* START *
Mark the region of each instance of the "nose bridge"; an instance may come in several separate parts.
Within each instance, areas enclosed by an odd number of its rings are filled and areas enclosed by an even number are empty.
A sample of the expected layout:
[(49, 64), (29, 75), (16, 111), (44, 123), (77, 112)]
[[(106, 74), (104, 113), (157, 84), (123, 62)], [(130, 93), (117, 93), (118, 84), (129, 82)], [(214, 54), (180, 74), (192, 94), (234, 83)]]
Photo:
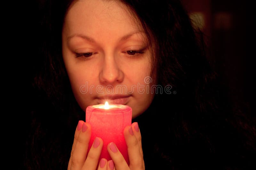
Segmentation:
[(100, 81), (102, 83), (112, 84), (123, 81), (122, 73), (115, 59), (114, 53), (105, 54), (102, 58)]

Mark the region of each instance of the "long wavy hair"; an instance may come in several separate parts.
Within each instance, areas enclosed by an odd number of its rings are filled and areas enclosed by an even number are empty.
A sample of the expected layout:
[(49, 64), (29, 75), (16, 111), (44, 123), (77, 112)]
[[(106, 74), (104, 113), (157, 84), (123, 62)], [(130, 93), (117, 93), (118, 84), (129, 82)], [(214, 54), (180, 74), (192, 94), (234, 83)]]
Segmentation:
[[(29, 169), (67, 168), (76, 124), (84, 119), (62, 56), (62, 25), (72, 1), (38, 2), (38, 40), (33, 43), (39, 48), (24, 161)], [(156, 94), (147, 110), (132, 120), (142, 134), (146, 169), (252, 166), (254, 117), (231, 107), (227, 87), (207, 59), (203, 34), (191, 26), (180, 1), (121, 1), (152, 43), (158, 84), (173, 90)]]

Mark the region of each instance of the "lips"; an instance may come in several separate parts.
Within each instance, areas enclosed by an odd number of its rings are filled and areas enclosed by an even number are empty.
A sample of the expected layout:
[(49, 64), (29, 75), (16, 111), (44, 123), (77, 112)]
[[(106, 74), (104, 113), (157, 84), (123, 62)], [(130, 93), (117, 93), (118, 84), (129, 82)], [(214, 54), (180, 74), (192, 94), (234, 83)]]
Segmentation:
[(99, 104), (105, 103), (108, 101), (109, 104), (125, 105), (128, 102), (131, 96), (122, 95), (108, 95), (97, 99)]

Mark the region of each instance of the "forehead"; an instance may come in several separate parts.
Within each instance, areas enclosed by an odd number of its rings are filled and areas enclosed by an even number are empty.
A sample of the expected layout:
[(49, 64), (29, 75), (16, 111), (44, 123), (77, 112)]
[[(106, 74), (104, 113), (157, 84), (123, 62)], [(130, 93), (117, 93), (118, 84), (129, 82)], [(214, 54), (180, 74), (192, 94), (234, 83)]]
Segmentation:
[(68, 10), (64, 26), (71, 33), (97, 35), (108, 31), (124, 33), (141, 30), (136, 21), (127, 7), (118, 1), (80, 0)]

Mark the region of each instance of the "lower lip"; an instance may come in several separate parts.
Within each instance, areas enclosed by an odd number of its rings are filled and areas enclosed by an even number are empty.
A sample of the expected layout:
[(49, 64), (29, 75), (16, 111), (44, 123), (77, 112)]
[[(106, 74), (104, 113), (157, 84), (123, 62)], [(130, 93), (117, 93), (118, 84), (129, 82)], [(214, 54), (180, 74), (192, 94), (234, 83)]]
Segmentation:
[(115, 99), (99, 99), (98, 100), (99, 104), (105, 103), (107, 101), (109, 104), (125, 105), (128, 102), (129, 97), (118, 98)]

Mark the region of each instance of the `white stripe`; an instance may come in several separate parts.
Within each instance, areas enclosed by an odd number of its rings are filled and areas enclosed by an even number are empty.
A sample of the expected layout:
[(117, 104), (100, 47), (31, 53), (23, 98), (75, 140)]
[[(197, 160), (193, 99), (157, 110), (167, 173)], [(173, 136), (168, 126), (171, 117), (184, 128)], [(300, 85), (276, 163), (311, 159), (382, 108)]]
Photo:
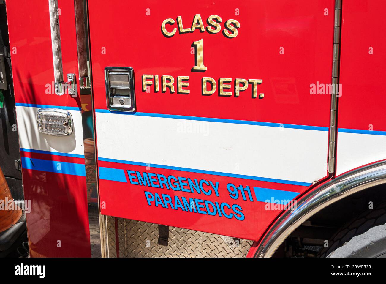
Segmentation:
[(338, 133), (337, 175), (386, 159), (386, 136)]
[(68, 111), (73, 130), (68, 136), (53, 136), (39, 132), (36, 123), (38, 107), (17, 106), (17, 131), (20, 148), (84, 155), (80, 111)]
[(328, 133), (97, 112), (100, 157), (312, 183)]

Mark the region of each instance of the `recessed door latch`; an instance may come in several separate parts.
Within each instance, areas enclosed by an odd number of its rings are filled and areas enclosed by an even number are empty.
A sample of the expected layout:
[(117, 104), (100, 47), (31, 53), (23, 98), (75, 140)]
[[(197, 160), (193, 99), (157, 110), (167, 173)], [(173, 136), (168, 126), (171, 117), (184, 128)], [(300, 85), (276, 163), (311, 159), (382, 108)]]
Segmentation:
[(105, 80), (108, 108), (111, 110), (134, 111), (135, 101), (133, 68), (106, 67)]

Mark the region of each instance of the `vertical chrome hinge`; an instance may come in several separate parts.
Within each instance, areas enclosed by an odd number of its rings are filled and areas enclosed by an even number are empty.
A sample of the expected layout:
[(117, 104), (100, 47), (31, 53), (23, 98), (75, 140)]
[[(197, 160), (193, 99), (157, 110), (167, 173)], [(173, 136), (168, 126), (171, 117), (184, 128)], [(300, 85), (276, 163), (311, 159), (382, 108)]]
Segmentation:
[(328, 168), (329, 173), (335, 171), (335, 142), (337, 129), (337, 105), (339, 89), (339, 52), (340, 44), (340, 23), (342, 22), (342, 0), (335, 0), (334, 19), (334, 37), (332, 55), (332, 88), (330, 110), (330, 135), (328, 137)]

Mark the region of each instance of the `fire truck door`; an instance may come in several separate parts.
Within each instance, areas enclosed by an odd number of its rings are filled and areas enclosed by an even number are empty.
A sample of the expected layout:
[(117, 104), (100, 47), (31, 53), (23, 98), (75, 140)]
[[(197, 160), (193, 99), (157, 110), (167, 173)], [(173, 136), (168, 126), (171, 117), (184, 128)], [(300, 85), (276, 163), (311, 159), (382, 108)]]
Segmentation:
[(102, 213), (257, 240), (327, 175), (334, 3), (89, 1)]

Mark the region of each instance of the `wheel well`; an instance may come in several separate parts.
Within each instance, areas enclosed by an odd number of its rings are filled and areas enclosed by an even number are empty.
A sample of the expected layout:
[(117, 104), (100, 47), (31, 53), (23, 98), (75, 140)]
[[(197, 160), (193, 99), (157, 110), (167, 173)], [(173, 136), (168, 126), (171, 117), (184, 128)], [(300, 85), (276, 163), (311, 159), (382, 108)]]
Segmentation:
* END *
**SET TASK**
Gather every line above that contains the word "several" and copy each such line in full.

**SOLUTION FOR THIS TASK**
Mark the region of each instance of the "nose bridge"; an instance may come in several separate parts.
Mark the region of each instance of the "long wavy hair"; an instance may come in several separate parts.
Mark the region of each instance of the "lips"; an instance may come in several separate parts.
Mark the region of each instance of the "forehead"; an instance may come in several separate parts.
Mark the region of each instance of the "lower lip"; an instance may come in several separate parts.
Mark the region of each instance of the `white stripe`; an instance may come in several separate parts.
Mark the region of each instance of the `recessed door latch`; an instance may come in several separate parts.
Mark the region of each instance of the `vertical chrome hinge`; an instance may come in several separate parts.
Mark the region of each instance of the `fire truck door`; an instance may come in several separate parts.
Mark the region of each instance of the `wheel well`; an instance may come in several separate parts.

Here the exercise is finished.